### DOCUMENT
start
I regularly check this list for information etc, and noticed this
thread. We also have these messages in our Filer's messages file. We
always had these messages, also on 7.3.2 version.

I always assumed this was a client issue. We run ontap 7.3.3P4 on a fas
V3170.

We use Suse enterprise desktop 11 clients with NFS/KRB5 access.

Thu Jun 30 08:51:05 CEST [srv001: nfsd.rpc.request.bad:warning]: Client
X.X.X.X is sending bad rpc requests with error: RPC version mismatch or
authentication error(73)

Greetings .. Richard Smits

On 06/29/2011 07:11 PM, Thomas Haynes wrote:
> Franck,
>
> What version of OnTap are you running?
>
> Actually, if you have a case number from NetApp, I can look at that internally.
>
> Thanks,
> Tom
>
>
> On Jun 29, 2011, at 11:50 AM, Trond Myklebust wrote:
>
>> On Wed, 2011-06-29 at 16:37 +0200, Franck Eyraud wrote:
>>> Dear nfs linux list,
>>>
>>> I have an issue with NFSv4 clients running debian with linux kernel
>>> version 2.6.29 and above. The NFS4 server is n a NetApp NAS.
>>>
>>> The problem arised when, after upgrading the kernel of our machines, the
>>> filer started to issue a lot of these messages :
>>>
>>> Client 1XX.1XX.2XX.73 has an authentication error 2
>>> Client 1XX.1XX.2XX.73 is sending bad rpc requests with error: RPC version mismatch or authentication error(73)
>>>
>>> The NetApp team analyzed the tcp trace and sent us with this answer, basically saying that the fault is from client side :
>>>
>>> Can someone on the list confirm that their affirmations are correct ?
>>>
>>> I already opened a bug on debian http://bugs.debian.org/cgi-bin/bugreport.cgi?bug=632074 where they said that maybe the client behavior is not that odd with respect with the RFC standard.
>>
>> Without a trace, it is hard to affirm anything, but please note the
>> following:
>>
>> 1. The client will usually share the same TCP connection for _all_
>> mounts to any given server, so even if you didn't see the client
>> establish the rpcsec_gss session after the particular mount that
>> you used to test on, it may have been established by a previous
>> mount.
>> 2. Once the client is finished using an rpcsec_gss session, and
>> that session is kicked out of the cache (usually within 1 minute
>> of last use, but it may occasionally take longer), then the
>> client will send out a NULL call with the RPCSEC_GSS_DESTROY
>> message.
>> 3. The client doesn't know, before sending an RPC call, whether or
>> not the server has already expired the rpcsec_gss session. If
>> the server has expired it without the client's knowledge, then
>> it is unreasonable to declare the RPCSEC_GSS_DESTROY call to be
>> an error. The server should simply try to obey the call, and
>> then acknowledge it as a success, whether or not it actually
>> found an active session.
>>
>> IOW: this all looks to me like a storm in a teacup brought about by a
>> server implementation that is logging errors in a case where it
>> shouldn't.
>>
>> Cheers
>> Trond
>>
>>> ---------
>>> Tue May 24 10:05:59 MEST [vcid@s-jrciprna004p: nfsd.rpc.request.bad:warning]: Client 1XX.1XX.2XX.73 is sending bad rpc requests with error: RPC version mismatch or
>>> authentication error(73)
end
### WORK TO DO
1. According to the thread, how soon after last use is an rpcsec_gss session usually kicked out of the cache?
2. Reproduce the stretch of the thread from "We use Suse" through "are you running?", word for word.

### DATASET EXTRACT
start
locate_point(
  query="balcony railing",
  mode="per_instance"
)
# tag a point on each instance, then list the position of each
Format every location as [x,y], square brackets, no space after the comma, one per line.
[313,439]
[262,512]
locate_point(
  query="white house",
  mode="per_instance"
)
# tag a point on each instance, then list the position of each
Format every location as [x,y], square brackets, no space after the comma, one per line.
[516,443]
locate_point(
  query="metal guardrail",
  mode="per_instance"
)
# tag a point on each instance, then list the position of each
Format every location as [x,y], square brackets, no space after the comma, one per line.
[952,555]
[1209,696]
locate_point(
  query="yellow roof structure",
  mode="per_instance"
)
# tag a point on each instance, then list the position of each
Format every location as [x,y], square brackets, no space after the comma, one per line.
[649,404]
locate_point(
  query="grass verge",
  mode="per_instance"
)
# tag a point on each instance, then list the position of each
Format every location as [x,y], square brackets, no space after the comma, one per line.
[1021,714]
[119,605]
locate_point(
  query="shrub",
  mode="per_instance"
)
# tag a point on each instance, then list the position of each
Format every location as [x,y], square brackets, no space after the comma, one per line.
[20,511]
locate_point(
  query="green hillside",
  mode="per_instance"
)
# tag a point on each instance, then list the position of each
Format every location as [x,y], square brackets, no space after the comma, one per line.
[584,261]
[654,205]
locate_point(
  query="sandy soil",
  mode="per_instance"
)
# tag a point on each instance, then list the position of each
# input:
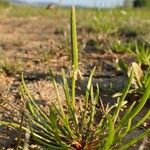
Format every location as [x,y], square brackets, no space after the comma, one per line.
[35,45]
end
### SOLUTIONS
1. Usually within 1 minute of last use, though it may occasionally take longer.

2.
We use Suse enterprise desktop 11 clients with NFS/KRB5 access.

Thu Jun 30 08:51:05 CEST [srv001: nfsd.rpc.request.bad:warning]: Client
X.X.X.X is sending bad rpc requests with error: RPC version mismatch or
authentication error(73)

Greetings .. Richard Smits

On 06/29/2011 07:11 PM, Thomas Haynes wrote:
> Franck,
>
> What version of OnTap are you running?